**TASK STATEMENT**
Tally the lines in the entries below that contain the string "black". Reply with that number alone.
-- begin RECORDED DATA --
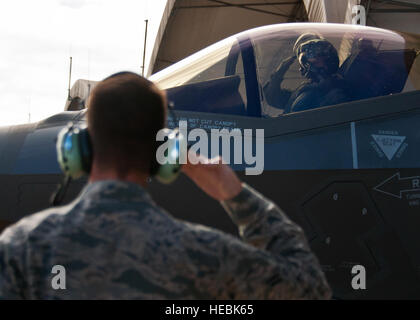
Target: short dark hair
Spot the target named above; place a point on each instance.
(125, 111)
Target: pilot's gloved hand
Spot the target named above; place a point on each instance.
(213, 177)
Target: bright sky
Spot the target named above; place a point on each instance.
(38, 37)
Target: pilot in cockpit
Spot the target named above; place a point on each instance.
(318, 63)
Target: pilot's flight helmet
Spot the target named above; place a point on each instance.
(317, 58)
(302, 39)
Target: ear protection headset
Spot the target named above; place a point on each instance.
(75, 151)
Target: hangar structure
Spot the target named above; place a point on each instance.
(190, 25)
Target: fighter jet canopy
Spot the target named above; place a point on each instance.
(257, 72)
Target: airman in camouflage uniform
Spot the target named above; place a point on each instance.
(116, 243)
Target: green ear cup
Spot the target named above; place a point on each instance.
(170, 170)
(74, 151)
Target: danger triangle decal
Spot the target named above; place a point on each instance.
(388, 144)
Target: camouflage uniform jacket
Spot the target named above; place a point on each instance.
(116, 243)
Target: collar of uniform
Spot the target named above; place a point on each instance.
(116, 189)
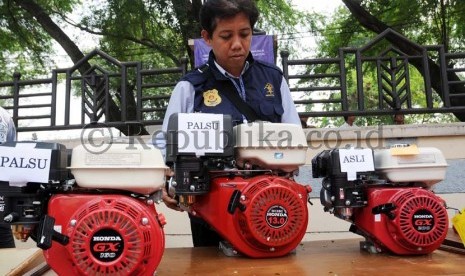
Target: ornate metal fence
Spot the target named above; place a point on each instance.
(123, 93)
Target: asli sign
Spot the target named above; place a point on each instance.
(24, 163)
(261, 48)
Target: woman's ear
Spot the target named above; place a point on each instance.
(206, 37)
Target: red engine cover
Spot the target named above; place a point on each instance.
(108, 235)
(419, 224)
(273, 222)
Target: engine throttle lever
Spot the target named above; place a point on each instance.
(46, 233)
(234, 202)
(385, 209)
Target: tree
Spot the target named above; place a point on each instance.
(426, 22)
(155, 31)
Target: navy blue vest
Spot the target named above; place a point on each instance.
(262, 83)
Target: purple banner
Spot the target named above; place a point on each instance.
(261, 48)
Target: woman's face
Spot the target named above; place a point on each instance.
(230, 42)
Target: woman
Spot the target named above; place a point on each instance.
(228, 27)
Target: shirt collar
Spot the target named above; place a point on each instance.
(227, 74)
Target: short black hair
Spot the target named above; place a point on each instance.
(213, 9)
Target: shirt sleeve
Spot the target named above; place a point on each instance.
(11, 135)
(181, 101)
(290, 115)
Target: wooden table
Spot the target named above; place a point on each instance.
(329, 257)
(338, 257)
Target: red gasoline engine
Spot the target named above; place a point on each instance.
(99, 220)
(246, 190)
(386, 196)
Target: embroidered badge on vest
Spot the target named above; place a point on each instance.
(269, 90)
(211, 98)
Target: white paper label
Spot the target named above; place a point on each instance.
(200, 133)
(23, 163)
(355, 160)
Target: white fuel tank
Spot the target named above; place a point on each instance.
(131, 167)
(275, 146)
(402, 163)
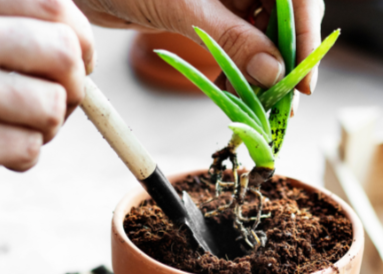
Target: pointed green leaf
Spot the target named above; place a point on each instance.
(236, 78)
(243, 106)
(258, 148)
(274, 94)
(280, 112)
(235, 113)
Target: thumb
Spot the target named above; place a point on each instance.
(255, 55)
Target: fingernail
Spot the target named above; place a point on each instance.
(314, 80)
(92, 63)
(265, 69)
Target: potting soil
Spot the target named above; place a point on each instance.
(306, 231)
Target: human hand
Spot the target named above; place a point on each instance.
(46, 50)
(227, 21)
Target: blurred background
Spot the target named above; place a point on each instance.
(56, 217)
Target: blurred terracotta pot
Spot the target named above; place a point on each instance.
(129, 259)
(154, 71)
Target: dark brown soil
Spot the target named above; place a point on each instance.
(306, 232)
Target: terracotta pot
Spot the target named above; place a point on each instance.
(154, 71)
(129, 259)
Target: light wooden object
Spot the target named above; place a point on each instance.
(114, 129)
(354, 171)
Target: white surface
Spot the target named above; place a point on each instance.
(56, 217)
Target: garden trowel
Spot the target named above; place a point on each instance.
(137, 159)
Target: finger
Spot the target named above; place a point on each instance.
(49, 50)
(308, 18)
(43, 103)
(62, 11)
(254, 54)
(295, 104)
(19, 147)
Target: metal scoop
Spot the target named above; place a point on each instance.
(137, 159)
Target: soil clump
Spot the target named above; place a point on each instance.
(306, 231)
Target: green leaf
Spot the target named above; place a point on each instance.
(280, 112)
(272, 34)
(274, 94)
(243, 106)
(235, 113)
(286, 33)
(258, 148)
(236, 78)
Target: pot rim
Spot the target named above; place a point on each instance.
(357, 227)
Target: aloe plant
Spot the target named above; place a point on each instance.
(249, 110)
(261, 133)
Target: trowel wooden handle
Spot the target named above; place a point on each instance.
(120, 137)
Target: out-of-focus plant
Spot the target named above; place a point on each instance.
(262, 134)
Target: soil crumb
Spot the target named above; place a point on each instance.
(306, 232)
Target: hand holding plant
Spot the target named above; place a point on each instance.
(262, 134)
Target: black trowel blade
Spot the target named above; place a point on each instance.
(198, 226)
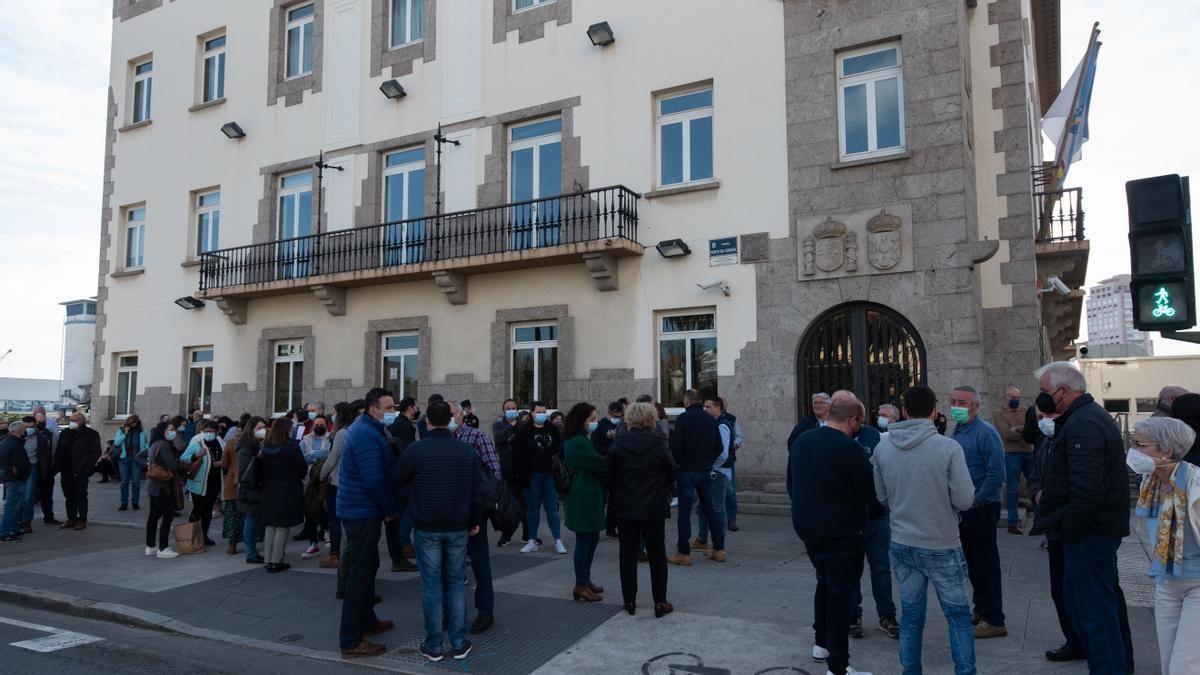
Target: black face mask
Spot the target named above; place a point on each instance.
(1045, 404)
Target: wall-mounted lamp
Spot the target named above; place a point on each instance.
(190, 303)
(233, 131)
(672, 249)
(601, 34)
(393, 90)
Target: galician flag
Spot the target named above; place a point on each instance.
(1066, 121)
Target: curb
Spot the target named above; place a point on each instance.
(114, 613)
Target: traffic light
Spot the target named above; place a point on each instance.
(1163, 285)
-- end RECORDED DATA --
-- begin RECORDED DATA --
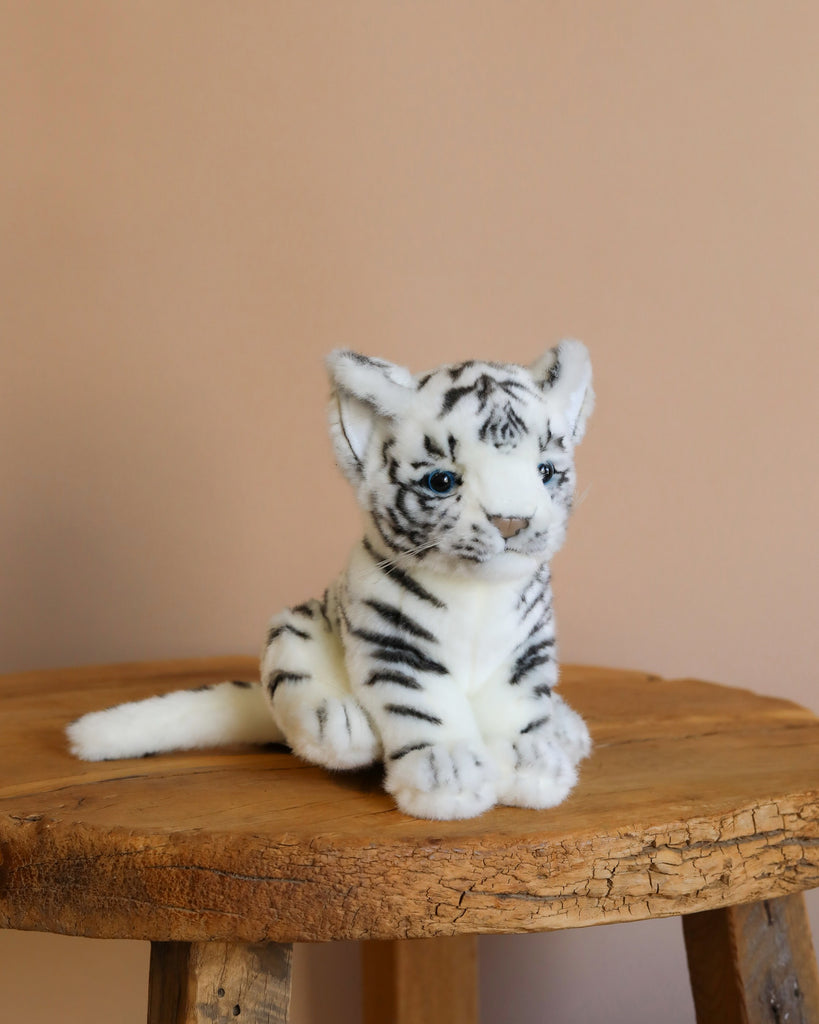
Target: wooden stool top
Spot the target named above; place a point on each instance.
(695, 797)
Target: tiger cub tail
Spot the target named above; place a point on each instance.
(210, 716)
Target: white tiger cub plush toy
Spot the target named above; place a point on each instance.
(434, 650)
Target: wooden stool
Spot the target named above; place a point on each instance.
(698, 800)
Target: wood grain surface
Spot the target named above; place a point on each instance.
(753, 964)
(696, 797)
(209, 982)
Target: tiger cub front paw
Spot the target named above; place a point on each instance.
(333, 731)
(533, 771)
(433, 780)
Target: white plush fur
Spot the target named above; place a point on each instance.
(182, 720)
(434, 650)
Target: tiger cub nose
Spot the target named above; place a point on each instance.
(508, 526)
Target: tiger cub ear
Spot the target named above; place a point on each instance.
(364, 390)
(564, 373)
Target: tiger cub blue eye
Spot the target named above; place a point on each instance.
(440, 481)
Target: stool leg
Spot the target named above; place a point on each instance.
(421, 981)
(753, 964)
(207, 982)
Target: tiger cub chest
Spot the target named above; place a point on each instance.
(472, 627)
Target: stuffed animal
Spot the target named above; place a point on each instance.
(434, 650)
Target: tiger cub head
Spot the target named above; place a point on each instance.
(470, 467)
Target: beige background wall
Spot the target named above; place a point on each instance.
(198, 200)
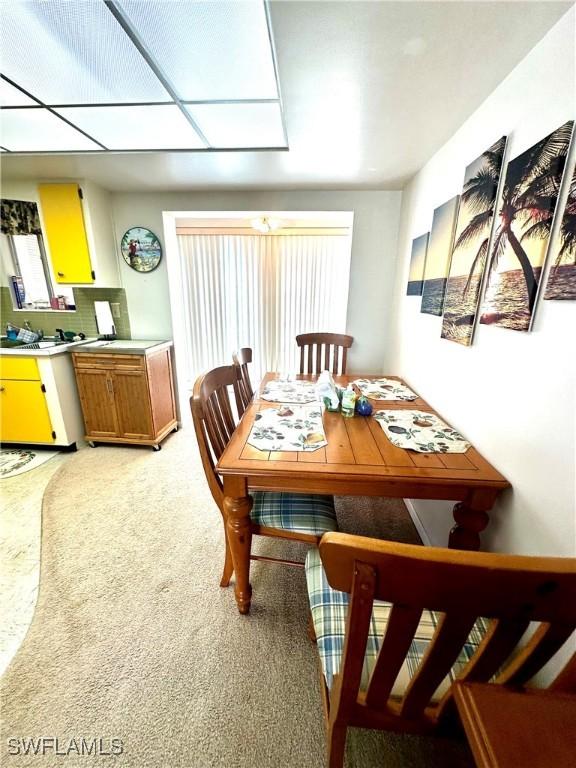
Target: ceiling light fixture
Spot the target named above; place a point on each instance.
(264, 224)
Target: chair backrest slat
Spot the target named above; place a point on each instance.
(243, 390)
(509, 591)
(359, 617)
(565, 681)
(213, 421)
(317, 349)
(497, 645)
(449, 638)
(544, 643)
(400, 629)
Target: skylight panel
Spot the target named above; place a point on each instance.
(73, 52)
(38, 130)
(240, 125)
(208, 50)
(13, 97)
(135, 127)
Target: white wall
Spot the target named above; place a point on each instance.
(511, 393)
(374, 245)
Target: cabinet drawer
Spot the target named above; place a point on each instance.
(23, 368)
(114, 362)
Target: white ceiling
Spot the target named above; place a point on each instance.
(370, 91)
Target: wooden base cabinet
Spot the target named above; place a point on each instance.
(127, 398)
-- end RECORDED DATA --
**SOLUTION TO THE PROBLEM**
3